Reproduce the material below, replacing every occurrence of "instance_segmentation" with "region_segmentation" and leaving everything else unchanged.

_ _ _ _ _ _ _

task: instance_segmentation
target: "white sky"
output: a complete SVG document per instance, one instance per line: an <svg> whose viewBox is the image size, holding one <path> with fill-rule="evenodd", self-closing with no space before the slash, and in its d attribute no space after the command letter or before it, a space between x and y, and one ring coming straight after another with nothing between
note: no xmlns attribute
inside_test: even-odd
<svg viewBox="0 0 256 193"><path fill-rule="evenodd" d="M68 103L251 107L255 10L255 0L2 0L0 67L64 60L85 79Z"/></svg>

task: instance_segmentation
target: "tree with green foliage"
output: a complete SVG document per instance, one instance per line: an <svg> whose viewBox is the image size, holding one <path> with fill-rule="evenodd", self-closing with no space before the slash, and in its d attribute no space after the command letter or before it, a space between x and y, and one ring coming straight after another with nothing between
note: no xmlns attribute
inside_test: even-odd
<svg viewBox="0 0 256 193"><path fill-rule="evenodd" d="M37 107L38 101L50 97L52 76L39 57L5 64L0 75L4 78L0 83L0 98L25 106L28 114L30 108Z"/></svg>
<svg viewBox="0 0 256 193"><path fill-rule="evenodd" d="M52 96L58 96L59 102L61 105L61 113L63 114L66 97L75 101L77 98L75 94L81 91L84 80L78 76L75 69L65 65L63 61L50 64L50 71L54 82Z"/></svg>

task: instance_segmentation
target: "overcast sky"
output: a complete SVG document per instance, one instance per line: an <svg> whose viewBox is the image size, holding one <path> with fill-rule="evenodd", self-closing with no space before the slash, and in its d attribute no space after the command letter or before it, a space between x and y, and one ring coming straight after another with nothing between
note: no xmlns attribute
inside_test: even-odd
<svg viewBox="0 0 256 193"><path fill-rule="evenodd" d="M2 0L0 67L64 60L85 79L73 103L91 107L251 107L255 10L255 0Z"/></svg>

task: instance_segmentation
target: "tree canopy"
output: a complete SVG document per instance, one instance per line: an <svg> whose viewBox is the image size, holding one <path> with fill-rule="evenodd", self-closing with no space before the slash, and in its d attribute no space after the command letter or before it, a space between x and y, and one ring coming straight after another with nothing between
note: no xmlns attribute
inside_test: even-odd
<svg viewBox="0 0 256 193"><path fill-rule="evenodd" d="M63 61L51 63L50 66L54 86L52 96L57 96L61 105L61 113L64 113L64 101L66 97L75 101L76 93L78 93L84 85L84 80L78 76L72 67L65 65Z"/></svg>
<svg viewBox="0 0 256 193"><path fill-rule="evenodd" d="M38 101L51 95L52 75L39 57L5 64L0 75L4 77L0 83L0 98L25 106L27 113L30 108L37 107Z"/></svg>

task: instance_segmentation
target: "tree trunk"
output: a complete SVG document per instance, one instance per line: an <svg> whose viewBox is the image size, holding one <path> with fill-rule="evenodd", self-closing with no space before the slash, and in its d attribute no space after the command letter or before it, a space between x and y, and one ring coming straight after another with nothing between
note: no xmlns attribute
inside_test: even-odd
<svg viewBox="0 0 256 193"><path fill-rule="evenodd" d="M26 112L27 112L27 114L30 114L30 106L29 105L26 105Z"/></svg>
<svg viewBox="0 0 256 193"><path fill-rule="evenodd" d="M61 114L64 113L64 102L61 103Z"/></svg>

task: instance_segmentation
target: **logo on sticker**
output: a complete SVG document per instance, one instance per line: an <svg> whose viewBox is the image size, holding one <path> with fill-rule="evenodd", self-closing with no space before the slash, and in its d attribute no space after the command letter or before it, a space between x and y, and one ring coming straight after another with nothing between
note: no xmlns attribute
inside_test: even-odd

_ _ _ _ _ _ _

## Written solution
task: region_segmentation
target: "white sky"
output: a complete SVG document per instance, one instance per line: an <svg> whose viewBox is the image size, holding one <path> with fill-rule="evenodd", self-closing with no space before the slash, and in its d attribute no space after the command letter or before it, a space between x and y, and one ring coming straight after another with nothing between
note: no xmlns attribute
inside_test: even-odd
<svg viewBox="0 0 256 193"><path fill-rule="evenodd" d="M68 103L251 107L255 10L255 0L2 0L0 67L64 60L85 79Z"/></svg>

task: region_segmentation
target: "tree with green foliage"
output: a complete SVG document per instance, one instance per line: an <svg> whose viewBox is the image size, holding one <path> with fill-rule="evenodd", self-closing with no space before the slash, and in its d attribute no space after the command letter or before it, a space between x and y, and one ring coming straight after another with nothing between
note: no xmlns attribute
inside_test: even-odd
<svg viewBox="0 0 256 193"><path fill-rule="evenodd" d="M37 107L38 101L50 97L52 76L39 57L5 64L0 75L4 78L0 83L0 98L25 106L28 114L30 108Z"/></svg>
<svg viewBox="0 0 256 193"><path fill-rule="evenodd" d="M52 96L58 96L59 102L61 105L61 113L63 114L66 97L75 101L77 98L75 94L81 91L84 80L78 76L75 69L65 65L63 61L50 64L50 71L54 82Z"/></svg>

task: region_segmentation
target: "overcast sky"
output: a complete SVG document per instance, one instance per line: an <svg> whose viewBox is the image size, holding one <path> with fill-rule="evenodd", self-closing with no space before the slash, and in its d attribute no space after the command letter or before it, a space between x and y, and one ring coming straight after another with nothing between
note: no xmlns attribute
inside_test: even-odd
<svg viewBox="0 0 256 193"><path fill-rule="evenodd" d="M2 0L0 67L64 60L85 79L73 103L91 107L251 107L255 10L255 0Z"/></svg>

task: region_segmentation
target: "tree canopy"
output: a complete SVG document per instance, one instance per line: an <svg> whose viewBox is the image size, holding one <path> with fill-rule="evenodd", self-closing with no space before the slash, and in its d attribute no space after the command letter or before it, a space between x and y, and one ring coming straight after another with nothing between
note: no xmlns attribute
inside_test: even-odd
<svg viewBox="0 0 256 193"><path fill-rule="evenodd" d="M63 61L51 63L50 66L54 86L52 96L57 96L61 105L61 113L64 113L64 101L66 97L75 101L76 93L78 93L84 85L84 80L78 76L72 67L65 65Z"/></svg>
<svg viewBox="0 0 256 193"><path fill-rule="evenodd" d="M38 101L51 95L52 75L39 57L5 64L0 75L4 77L0 83L0 98L25 106L27 113L30 108L37 107Z"/></svg>

task: region_segmentation
target: "tree trunk"
output: a complete SVG document per instance, one instance per line: an <svg> whose viewBox is the image size, holding one <path> with fill-rule="evenodd", self-closing with no space before the slash, and in its d attribute no space after the command letter or before it, a space between x and y, and one ring coming straight after another with nothing between
note: no xmlns attribute
inside_test: even-odd
<svg viewBox="0 0 256 193"><path fill-rule="evenodd" d="M26 112L27 112L27 114L30 114L30 106L29 105L26 105Z"/></svg>
<svg viewBox="0 0 256 193"><path fill-rule="evenodd" d="M61 114L64 113L64 102L61 103Z"/></svg>

task: region_segmentation
target: **logo on sticker**
output: a complete SVG document per instance, one instance per line: an <svg> whose viewBox is the image size, holding one <path> with fill-rule="evenodd", self-closing with no space before the slash, and in its d attribute no space after the command letter or before it, a space between x and y, and one ring coming straight after another with nothing between
note: no xmlns attribute
inside_test: even-odd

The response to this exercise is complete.